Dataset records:

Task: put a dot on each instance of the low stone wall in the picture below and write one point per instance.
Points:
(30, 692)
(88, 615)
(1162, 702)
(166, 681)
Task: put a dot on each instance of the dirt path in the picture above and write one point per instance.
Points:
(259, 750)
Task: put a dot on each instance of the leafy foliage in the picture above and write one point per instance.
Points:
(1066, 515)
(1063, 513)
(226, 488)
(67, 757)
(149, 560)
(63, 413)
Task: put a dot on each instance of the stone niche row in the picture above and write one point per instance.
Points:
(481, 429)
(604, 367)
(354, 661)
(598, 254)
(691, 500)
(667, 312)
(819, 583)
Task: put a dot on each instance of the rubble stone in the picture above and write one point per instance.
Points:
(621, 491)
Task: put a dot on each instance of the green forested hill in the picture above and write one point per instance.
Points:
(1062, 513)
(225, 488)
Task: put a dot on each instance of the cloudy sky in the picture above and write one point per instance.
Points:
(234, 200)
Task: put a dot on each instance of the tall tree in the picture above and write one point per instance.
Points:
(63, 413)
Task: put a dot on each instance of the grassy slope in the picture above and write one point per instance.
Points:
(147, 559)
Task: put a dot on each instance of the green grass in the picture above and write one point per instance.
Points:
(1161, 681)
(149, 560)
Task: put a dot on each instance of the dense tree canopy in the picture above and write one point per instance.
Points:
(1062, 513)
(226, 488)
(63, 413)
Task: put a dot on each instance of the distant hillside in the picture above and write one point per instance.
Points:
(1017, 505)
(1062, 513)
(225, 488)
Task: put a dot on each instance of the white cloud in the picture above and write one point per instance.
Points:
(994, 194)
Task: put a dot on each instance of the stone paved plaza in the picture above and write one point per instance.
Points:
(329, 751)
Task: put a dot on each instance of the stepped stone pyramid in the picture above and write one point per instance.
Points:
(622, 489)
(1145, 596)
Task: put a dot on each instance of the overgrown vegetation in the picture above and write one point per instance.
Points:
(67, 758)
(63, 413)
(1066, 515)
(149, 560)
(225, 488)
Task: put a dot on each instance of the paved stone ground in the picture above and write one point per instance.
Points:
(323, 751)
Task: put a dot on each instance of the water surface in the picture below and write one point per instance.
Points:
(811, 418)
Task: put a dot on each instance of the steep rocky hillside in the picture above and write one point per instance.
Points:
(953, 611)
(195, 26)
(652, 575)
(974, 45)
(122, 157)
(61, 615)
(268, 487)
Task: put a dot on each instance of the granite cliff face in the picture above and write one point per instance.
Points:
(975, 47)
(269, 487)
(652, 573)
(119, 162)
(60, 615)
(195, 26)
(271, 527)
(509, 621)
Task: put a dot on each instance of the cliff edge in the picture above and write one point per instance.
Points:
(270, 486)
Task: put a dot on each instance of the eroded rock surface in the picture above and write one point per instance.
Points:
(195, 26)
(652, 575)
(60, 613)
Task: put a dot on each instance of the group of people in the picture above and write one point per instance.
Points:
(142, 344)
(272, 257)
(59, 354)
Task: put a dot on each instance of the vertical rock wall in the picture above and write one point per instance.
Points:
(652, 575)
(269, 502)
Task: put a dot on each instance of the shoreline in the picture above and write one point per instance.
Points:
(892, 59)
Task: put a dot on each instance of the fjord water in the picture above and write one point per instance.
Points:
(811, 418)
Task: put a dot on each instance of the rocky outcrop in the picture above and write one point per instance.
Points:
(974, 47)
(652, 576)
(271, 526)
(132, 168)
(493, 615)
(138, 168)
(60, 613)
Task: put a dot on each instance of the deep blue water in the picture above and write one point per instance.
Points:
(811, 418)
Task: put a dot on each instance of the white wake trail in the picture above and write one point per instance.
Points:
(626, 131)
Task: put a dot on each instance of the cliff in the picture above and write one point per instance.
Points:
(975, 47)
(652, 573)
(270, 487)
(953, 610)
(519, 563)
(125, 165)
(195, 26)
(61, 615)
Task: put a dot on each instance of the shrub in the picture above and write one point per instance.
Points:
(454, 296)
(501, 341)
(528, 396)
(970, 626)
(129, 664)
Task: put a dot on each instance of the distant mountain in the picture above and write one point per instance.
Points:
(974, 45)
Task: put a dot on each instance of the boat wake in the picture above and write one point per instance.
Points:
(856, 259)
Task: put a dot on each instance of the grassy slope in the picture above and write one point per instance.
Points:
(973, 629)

_Your instructions_
Update the entries starting with the line that contains "Task: put a dot on each instance of the white wake" and going on through the end of the entries, replacing "shrub" with "bush" and leaving everything else unchanged. Give back only those lines.

_Output below_
Task: put a dot on each instance of the white wake trail in the picture above and write one point per instance.
Points:
(626, 131)
Task: put a dot on each instance of the cliff in the picture above and write one point per instance.
Points:
(975, 47)
(652, 573)
(270, 487)
(953, 610)
(519, 563)
(125, 165)
(195, 26)
(61, 615)
Task: put a dot on each instance of the bush in the picture above and write one point per instance.
Points:
(454, 296)
(501, 341)
(528, 396)
(970, 626)
(129, 664)
Task: put a dot on each instance of the distant mountain in the picture above and write one point per instance.
Points:
(974, 45)
Task: put a dot on each instance of the boat wake in the picture above and write one point per instance.
Points:
(856, 259)
Task: put a dot on each instance of the grassy slope in the picture above and write one point per instance.
Points:
(973, 629)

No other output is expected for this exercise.